§ Reading passage
■ ■ ■ ■

I was fortunate to have great mentors throughout my career that provided advice, but I can certainly come up with five things I wish someone told me when I first started as a pastry chef.
First off, no matter how many awards or how much publicity you receive there is no direct correlation between acclaim and income. For that reason, it’s important to grow them separately and not just focus on one or the other. One year, I traveled with a lead baker on my staff to a major pastry and baking championship in Atlantic City. We were there competing against ten talented teams from around the country, including the chefs from big casinos. We ended up taking second place overall. When I returned to work, the owners were disappointed that we did not place first and did not recognize the accomplishment. I went on to win many more awards, but not once did this directly equal an amazing job offer or increased income.

■ ■ ■ ■

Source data

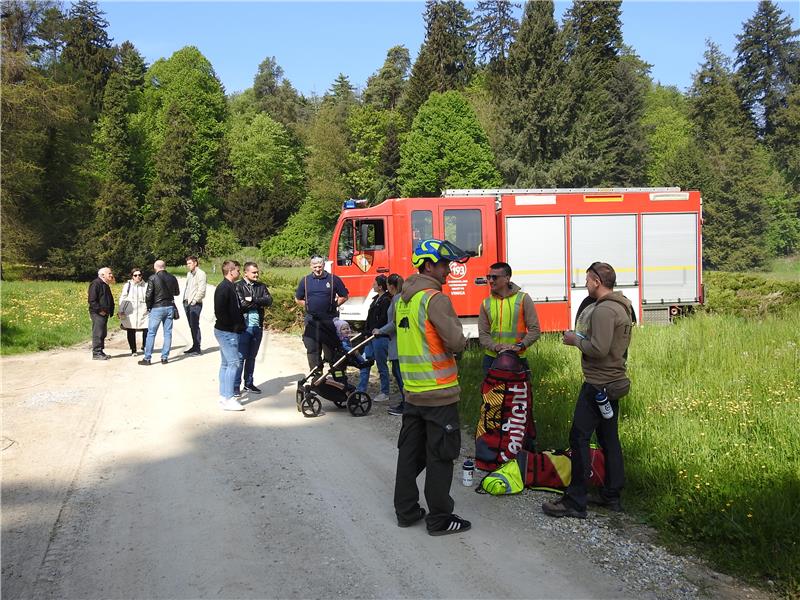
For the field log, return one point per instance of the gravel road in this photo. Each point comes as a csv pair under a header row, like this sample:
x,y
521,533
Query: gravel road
x,y
123,481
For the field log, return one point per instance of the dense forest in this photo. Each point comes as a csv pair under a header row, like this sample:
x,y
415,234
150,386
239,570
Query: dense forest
x,y
108,160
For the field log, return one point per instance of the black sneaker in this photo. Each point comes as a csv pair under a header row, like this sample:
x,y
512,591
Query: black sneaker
x,y
598,499
413,521
560,508
454,525
396,410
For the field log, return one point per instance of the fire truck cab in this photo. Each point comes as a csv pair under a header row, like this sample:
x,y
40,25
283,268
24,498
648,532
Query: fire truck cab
x,y
651,236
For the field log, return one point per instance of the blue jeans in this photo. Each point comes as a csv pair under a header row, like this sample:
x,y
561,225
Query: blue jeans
x,y
230,360
158,315
193,317
249,343
379,350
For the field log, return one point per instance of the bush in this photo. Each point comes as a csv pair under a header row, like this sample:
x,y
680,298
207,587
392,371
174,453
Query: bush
x,y
222,242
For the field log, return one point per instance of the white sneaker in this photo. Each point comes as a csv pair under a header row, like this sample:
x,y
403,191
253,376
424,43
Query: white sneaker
x,y
230,404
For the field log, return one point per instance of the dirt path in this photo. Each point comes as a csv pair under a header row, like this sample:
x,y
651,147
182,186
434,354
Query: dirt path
x,y
123,481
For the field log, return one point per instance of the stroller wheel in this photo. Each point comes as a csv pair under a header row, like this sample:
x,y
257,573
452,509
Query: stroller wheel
x,y
311,406
359,404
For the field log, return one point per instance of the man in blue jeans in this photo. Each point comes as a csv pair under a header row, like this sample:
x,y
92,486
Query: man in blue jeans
x,y
227,329
253,297
162,287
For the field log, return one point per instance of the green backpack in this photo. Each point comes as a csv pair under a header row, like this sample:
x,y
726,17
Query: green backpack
x,y
505,480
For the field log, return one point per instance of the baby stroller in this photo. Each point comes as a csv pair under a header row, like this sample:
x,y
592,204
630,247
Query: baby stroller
x,y
331,383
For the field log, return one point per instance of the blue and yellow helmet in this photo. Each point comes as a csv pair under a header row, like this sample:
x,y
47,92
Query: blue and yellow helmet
x,y
436,250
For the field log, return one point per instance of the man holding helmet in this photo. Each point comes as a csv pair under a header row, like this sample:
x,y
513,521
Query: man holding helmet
x,y
429,335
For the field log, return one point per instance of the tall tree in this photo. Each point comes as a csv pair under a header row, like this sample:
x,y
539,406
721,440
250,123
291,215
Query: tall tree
x,y
88,52
446,148
594,40
172,225
532,104
446,60
495,28
276,95
267,178
735,211
385,87
187,82
768,62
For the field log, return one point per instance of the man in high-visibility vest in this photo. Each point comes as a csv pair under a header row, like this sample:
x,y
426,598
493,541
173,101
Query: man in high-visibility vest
x,y
507,319
429,335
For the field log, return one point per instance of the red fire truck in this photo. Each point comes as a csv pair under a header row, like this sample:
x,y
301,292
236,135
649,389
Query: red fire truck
x,y
651,236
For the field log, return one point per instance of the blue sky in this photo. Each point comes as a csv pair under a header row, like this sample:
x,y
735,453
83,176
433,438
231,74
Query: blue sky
x,y
315,41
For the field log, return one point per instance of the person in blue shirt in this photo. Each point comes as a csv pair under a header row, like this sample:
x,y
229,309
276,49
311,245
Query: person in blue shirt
x,y
320,294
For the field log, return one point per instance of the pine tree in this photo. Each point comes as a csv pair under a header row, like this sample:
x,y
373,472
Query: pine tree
x,y
531,104
734,209
495,28
173,225
385,87
446,60
88,52
768,59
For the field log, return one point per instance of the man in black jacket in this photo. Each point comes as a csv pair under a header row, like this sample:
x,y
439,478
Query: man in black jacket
x,y
227,328
254,297
101,306
162,288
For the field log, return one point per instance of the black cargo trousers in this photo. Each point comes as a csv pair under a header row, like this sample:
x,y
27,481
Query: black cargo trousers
x,y
430,439
586,421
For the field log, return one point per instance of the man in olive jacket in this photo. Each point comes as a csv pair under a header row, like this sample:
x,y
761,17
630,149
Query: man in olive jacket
x,y
429,335
101,306
602,334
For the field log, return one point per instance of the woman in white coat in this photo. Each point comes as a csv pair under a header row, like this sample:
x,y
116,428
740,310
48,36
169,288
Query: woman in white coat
x,y
133,314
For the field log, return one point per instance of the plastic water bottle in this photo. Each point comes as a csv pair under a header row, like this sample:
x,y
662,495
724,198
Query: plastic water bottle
x,y
603,404
466,473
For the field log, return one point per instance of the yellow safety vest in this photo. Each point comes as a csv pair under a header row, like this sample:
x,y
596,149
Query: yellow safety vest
x,y
506,326
425,365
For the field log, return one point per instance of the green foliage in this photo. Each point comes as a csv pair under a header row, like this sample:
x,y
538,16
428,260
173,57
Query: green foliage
x,y
385,87
371,157
446,60
533,101
734,210
446,148
173,224
221,243
750,296
710,431
187,81
767,57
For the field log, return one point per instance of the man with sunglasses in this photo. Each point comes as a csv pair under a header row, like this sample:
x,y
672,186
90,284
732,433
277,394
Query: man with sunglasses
x,y
507,319
429,335
602,334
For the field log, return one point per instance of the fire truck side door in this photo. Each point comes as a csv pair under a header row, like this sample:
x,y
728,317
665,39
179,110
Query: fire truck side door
x,y
472,229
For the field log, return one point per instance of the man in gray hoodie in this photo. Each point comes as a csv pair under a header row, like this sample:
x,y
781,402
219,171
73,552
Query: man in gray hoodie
x,y
602,334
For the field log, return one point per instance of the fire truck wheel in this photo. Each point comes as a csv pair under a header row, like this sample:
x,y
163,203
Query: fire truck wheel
x,y
359,404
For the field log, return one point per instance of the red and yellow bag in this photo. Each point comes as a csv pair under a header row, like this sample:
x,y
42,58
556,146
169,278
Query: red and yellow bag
x,y
552,469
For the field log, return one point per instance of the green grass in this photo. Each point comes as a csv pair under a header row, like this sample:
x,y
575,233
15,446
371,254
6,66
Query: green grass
x,y
39,315
710,430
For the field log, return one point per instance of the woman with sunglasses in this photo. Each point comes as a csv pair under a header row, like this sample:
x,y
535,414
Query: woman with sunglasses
x,y
132,311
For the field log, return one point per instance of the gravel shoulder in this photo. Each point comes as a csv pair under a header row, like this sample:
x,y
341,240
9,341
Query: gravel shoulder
x,y
128,481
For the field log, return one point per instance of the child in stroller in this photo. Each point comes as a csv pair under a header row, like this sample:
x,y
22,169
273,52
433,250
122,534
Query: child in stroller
x,y
331,383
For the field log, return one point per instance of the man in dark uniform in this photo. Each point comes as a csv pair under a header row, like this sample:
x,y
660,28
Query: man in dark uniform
x,y
101,306
320,293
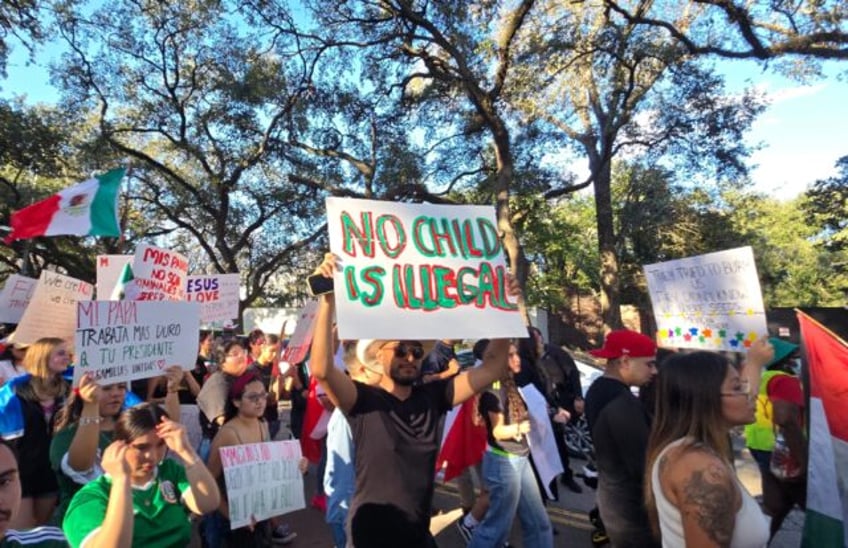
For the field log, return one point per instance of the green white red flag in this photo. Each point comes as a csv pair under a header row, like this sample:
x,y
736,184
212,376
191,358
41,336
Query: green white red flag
x,y
89,208
827,473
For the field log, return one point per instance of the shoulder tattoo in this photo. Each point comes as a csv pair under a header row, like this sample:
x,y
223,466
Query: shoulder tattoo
x,y
708,498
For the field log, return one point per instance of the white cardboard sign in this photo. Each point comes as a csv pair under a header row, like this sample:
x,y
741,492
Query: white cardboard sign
x,y
710,301
159,274
119,341
419,271
217,294
263,480
16,294
109,268
52,311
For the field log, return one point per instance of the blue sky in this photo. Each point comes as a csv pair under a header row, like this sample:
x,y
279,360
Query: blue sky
x,y
803,132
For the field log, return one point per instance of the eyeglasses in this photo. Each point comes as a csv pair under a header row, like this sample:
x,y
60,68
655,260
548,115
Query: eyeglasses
x,y
255,397
404,349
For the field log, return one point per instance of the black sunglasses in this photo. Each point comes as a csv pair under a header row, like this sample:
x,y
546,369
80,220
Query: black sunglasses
x,y
404,349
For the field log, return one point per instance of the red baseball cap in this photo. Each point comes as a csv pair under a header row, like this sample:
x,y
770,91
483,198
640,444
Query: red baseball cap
x,y
625,342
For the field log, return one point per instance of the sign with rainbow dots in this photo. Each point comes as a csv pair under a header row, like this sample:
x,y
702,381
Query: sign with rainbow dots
x,y
709,302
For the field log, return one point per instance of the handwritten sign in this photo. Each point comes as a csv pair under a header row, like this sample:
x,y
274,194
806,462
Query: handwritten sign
x,y
52,311
217,294
16,294
419,271
263,480
159,274
298,346
119,341
109,268
710,301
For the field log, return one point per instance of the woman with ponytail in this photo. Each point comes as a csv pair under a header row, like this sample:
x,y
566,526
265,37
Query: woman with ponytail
x,y
507,472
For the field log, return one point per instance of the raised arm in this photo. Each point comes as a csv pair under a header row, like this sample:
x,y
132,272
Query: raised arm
x,y
338,386
83,449
493,368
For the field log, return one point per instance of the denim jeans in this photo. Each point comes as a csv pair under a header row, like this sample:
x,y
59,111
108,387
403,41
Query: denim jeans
x,y
512,488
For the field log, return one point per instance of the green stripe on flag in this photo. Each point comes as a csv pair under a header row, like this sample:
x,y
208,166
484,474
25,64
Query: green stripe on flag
x,y
821,531
104,206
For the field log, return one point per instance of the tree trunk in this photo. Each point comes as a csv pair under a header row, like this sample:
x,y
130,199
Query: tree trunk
x,y
610,293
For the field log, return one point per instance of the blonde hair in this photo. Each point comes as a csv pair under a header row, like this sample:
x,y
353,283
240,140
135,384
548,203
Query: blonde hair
x,y
44,383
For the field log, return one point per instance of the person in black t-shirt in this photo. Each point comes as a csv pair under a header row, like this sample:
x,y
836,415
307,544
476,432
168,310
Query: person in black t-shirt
x,y
620,428
396,427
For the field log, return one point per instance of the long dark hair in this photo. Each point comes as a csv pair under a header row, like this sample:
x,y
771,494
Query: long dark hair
x,y
137,421
688,405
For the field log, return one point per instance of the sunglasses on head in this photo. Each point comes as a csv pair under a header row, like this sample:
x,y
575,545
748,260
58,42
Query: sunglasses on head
x,y
404,349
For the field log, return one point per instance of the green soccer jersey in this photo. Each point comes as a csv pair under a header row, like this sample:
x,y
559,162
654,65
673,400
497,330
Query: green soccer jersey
x,y
70,484
161,519
40,537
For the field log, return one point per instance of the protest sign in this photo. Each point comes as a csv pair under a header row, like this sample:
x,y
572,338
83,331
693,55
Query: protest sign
x,y
109,268
298,346
419,271
119,341
263,480
16,294
159,274
52,311
217,294
710,301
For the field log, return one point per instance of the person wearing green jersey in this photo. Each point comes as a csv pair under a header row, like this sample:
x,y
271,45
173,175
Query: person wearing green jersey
x,y
10,503
142,499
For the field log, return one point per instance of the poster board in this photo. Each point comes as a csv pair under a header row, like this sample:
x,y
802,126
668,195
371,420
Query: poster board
x,y
263,480
109,268
419,271
52,311
217,294
119,341
298,346
710,302
159,274
15,297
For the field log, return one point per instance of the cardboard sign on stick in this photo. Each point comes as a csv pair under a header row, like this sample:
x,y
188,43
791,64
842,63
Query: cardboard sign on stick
x,y
218,295
15,297
159,274
711,301
52,311
263,480
109,268
419,271
119,341
298,346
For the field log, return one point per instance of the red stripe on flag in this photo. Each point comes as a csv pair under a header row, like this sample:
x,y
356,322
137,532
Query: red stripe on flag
x,y
827,358
33,220
464,443
311,448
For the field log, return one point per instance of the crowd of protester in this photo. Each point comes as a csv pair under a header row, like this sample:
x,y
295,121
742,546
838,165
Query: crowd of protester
x,y
86,465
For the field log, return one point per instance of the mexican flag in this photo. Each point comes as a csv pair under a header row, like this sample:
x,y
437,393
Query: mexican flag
x,y
827,491
89,208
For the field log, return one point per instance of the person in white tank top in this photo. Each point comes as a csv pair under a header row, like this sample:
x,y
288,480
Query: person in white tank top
x,y
691,491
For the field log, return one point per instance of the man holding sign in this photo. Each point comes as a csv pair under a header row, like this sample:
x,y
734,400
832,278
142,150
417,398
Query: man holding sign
x,y
395,425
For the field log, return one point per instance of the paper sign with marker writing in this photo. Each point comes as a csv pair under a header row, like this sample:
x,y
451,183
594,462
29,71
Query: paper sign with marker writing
x,y
298,346
263,480
119,341
52,311
419,271
159,274
109,268
15,297
217,294
710,301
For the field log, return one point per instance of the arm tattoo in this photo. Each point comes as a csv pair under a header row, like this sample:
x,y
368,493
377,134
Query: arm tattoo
x,y
708,496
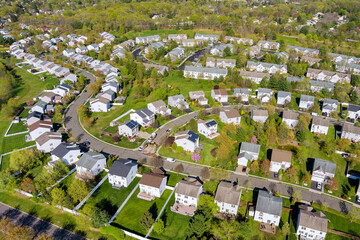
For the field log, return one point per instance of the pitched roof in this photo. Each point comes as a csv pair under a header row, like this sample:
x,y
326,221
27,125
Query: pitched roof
x,y
228,193
268,203
121,167
280,156
189,187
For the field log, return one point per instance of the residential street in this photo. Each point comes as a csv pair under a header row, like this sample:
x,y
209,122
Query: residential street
x,y
39,226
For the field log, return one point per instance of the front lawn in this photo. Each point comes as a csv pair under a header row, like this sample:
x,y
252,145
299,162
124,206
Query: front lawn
x,y
130,215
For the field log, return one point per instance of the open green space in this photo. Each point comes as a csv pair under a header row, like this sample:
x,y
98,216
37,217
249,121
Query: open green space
x,y
135,208
17,127
109,198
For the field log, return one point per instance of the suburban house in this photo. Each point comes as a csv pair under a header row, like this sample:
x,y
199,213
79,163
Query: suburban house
x,y
69,153
48,141
159,107
38,128
267,45
257,77
264,94
122,173
187,195
283,98
329,106
323,75
129,129
243,93
259,115
188,140
353,111
220,62
306,102
291,118
90,164
178,101
280,159
198,96
219,95
227,197
248,151
230,116
204,72
351,132
143,117
311,225
245,41
39,107
99,104
322,171
218,50
208,128
268,208
152,184
319,125
266,67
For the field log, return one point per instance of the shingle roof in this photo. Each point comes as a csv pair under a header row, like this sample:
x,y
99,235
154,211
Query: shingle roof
x,y
228,193
267,203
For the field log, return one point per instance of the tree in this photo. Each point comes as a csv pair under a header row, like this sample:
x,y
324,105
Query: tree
x,y
78,190
146,220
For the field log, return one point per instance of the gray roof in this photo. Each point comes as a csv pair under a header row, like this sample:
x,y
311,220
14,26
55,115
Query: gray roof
x,y
250,147
64,148
89,159
121,167
268,203
324,166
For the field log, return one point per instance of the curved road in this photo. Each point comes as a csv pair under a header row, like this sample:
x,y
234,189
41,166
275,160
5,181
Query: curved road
x,y
73,125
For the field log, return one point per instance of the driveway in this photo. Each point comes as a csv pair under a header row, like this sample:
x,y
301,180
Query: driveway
x,y
38,226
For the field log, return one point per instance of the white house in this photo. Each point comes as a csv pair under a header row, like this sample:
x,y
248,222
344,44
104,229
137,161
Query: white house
x,y
129,129
188,140
259,115
329,106
306,102
187,194
178,101
351,132
159,107
322,171
248,151
268,208
208,128
143,117
219,95
69,153
230,116
319,125
264,94
122,173
291,118
283,98
280,159
227,197
152,184
90,164
204,72
48,141
99,104
311,225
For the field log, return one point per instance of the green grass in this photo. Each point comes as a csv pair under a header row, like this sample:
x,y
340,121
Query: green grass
x,y
110,198
17,127
175,224
130,215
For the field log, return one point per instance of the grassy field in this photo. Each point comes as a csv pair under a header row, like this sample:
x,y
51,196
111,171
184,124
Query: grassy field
x,y
135,208
109,198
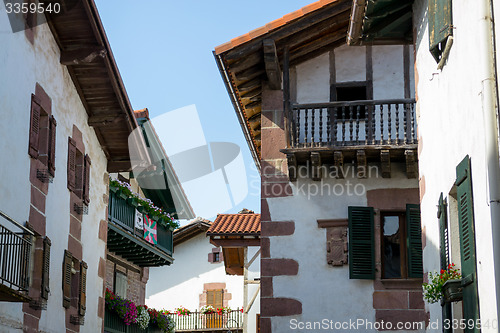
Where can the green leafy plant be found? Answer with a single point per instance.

■ ■ ■ ■

§ Instructions
1. List every person or group other than the narrator that the pastry chef career reflection mentions.
2. Write the next part of the pastry chef career reflection, picking up after its last sentence.

§ Answers in order
1.
- great mentors
- a lead baker on my staff
- ten talented teams from around the country
- the chefs from big casinos
- the owners

2.
Second, the learning curve is so deep it takes decades to be proficient at everything. You must be prepared to focus on one area at a time and study the recipes and techniques at length. If you try to be a great baker, cake decorator, chocolatier, plated dessert artist and gelato maker all at once you will likely be a mediocre pastry chef. Any one area in the field can be a lifetime of study. Focus on an area that you are passionate about and immerse yourself in that area before moving on.
Third, desserts and pastry aren’t essential to survive. As a pastry chef, it’s easy to assume everyone is as passionate about eating pastries as we are in creating them. But many of the items we make can lead to health issues if not consumed in moderation as part of a balanced lifestyle. For that reason, we must stay ahead of trend and make conscientious ingredient choices for our customers. We are very fortunate that the public still craves dessert as rewards and for celebrations.
Fourth, wages for chefs will not increase as fast as the field is growing. In other words, many pastry chef positions pay about the same as they did 15–20 years ago. This is important to understand, so you can build your career to surpass the median. This can only be accomplished by working on your business acumen and always searching for new revenue streams. Whether you work for yourself or for a large company, it is the same. You will be rewarded for the value you bring to the marketplace.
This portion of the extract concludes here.